Reproduce all the items below with every "detect" switched to "locate", keeping everything else unchanged.
#### Rows
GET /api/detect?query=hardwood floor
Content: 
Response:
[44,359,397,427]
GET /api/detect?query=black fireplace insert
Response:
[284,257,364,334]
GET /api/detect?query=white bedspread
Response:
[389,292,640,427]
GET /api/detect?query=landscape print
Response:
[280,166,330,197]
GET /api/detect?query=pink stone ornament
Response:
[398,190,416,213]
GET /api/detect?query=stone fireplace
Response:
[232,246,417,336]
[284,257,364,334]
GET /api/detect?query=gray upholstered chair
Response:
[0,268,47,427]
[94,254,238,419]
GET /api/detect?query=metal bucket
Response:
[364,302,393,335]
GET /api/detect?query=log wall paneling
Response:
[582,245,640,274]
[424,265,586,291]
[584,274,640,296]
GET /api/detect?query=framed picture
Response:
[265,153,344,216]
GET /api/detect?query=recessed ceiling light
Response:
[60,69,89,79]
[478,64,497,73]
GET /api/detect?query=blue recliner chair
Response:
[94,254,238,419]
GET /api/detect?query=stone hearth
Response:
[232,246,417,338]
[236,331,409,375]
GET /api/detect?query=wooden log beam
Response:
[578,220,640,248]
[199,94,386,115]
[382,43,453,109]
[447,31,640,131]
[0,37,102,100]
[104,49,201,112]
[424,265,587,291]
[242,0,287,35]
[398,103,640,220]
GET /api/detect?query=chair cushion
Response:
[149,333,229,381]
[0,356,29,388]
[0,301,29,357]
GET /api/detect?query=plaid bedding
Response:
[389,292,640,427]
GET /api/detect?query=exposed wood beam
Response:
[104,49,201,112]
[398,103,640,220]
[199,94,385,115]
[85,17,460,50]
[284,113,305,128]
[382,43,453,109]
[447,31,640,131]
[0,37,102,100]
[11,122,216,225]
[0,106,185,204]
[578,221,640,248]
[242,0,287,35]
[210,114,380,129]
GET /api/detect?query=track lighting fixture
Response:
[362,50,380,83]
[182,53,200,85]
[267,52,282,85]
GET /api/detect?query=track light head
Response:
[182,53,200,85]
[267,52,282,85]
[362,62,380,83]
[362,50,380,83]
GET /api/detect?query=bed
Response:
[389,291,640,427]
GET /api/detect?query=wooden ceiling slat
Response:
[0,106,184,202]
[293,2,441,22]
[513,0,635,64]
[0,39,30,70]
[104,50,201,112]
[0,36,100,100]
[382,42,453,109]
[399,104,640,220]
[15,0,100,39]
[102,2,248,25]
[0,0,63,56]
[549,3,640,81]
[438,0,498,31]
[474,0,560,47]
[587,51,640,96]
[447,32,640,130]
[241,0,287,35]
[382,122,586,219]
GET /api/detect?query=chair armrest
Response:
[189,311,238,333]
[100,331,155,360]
########
### Result of this exercise
GET /api/locate?query=hardwood floor
Content: 
Response:
[44,359,397,427]
GET /api/locate?query=black fireplace insert
Response:
[284,257,364,334]
GET /api/locate?query=white bedspread
Response:
[389,292,640,427]
GET /api/locate?query=landscape print
Response:
[280,166,330,197]
GET /api/locate?query=pink stone ornament
Response:
[398,190,416,213]
GET /api/locate?query=stone fireplace
Response:
[232,246,417,336]
[284,257,364,334]
GET /api/locate?query=gray upholstered chair
Response:
[0,268,47,427]
[94,254,238,419]
GET /api/locate?query=metal bucket
Response:
[364,302,393,335]
GET /api/locate?query=log wall paneling
Response:
[582,245,640,274]
[424,265,586,291]
[584,274,640,296]
GET /api/locate?query=framed picture
Response:
[265,153,344,216]
GET /api/locate?query=recessed ceiling light
Response:
[60,69,89,79]
[478,64,497,73]
GET /api/locate?query=blue recliner chair
Response:
[94,254,238,419]
GET /api/locate?query=stone hearth
Response:
[232,246,417,338]
[236,331,409,375]
GET /api/locate?query=wooden log beam
Response:
[578,220,640,248]
[199,94,386,115]
[382,43,453,109]
[447,31,640,131]
[0,37,102,100]
[104,49,201,112]
[424,265,587,291]
[242,0,287,35]
[398,103,640,220]
GET /api/locate?query=chair cushion
Response:
[149,333,229,381]
[0,356,29,388]
[0,301,29,357]
GET /api/locate?query=plaid bedding
Response:
[389,292,640,427]
GET /api/locate?query=exposed wood beam
Response:
[104,49,201,112]
[398,103,640,220]
[199,94,385,115]
[85,17,460,50]
[284,113,305,128]
[382,43,453,109]
[447,31,640,131]
[0,37,102,100]
[11,122,216,225]
[0,106,185,204]
[578,221,640,248]
[242,0,287,35]
[210,114,380,129]
GET /api/locate?query=track lighting fixture
Response:
[362,50,380,83]
[182,53,200,85]
[267,52,282,85]
GET /api/locate?query=track light head
Response:
[182,53,200,85]
[267,52,282,85]
[362,62,380,83]
[362,50,380,83]
GET /api/locate?query=bed
Response:
[389,291,640,427]
GET /api/locate?query=wooden ceiling slat
Response:
[0,106,184,202]
[293,2,441,22]
[513,0,635,64]
[0,39,30,70]
[104,50,201,112]
[0,36,100,100]
[382,42,453,109]
[399,104,640,220]
[15,0,100,39]
[102,2,248,25]
[0,0,63,56]
[549,3,640,81]
[438,0,498,31]
[474,0,560,47]
[587,51,640,96]
[447,32,640,130]
[241,0,287,35]
[382,122,586,219]
GET /api/locate?query=chair armrest
Response:
[189,311,238,333]
[100,331,155,360]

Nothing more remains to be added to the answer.